ASSIGNMENT>
Please transcribe the entries that follow exactly as they stand, skipping each picture.

DATA PROVIDED>

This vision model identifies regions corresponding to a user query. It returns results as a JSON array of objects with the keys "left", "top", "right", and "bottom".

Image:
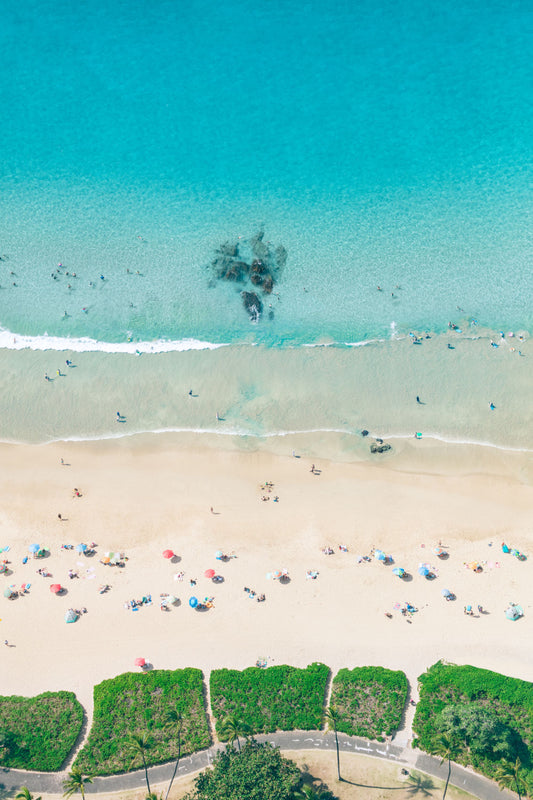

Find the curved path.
[{"left": 0, "top": 732, "right": 516, "bottom": 800}]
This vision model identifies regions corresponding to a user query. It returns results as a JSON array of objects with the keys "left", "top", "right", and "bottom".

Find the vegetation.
[
  {"left": 330, "top": 667, "right": 408, "bottom": 741},
  {"left": 74, "top": 669, "right": 210, "bottom": 776},
  {"left": 413, "top": 661, "right": 533, "bottom": 796},
  {"left": 324, "top": 707, "right": 342, "bottom": 782},
  {"left": 62, "top": 767, "right": 93, "bottom": 799},
  {"left": 0, "top": 691, "right": 83, "bottom": 771},
  {"left": 494, "top": 757, "right": 528, "bottom": 800},
  {"left": 182, "top": 740, "right": 301, "bottom": 800},
  {"left": 210, "top": 663, "right": 329, "bottom": 737},
  {"left": 15, "top": 789, "right": 42, "bottom": 800}
]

EXERCISE ANSWER>
This vision model identifies regions corresponding to a user query. It returns results as a JSON array of objects with the keys "left", "top", "right", and "bottom".

Image:

Find the curved path.
[{"left": 0, "top": 732, "right": 516, "bottom": 800}]
This vision model identifies regions corresponding to a user query. It returns results as a JSON array of objects with the keys "left", "top", "right", and "bottom".

Find the vegetation.
[
  {"left": 330, "top": 667, "right": 408, "bottom": 741},
  {"left": 74, "top": 669, "right": 210, "bottom": 776},
  {"left": 413, "top": 661, "right": 533, "bottom": 796},
  {"left": 324, "top": 707, "right": 342, "bottom": 782},
  {"left": 62, "top": 767, "right": 93, "bottom": 799},
  {"left": 0, "top": 691, "right": 83, "bottom": 771},
  {"left": 494, "top": 757, "right": 528, "bottom": 800},
  {"left": 182, "top": 740, "right": 301, "bottom": 800},
  {"left": 210, "top": 663, "right": 329, "bottom": 737},
  {"left": 15, "top": 789, "right": 42, "bottom": 800}
]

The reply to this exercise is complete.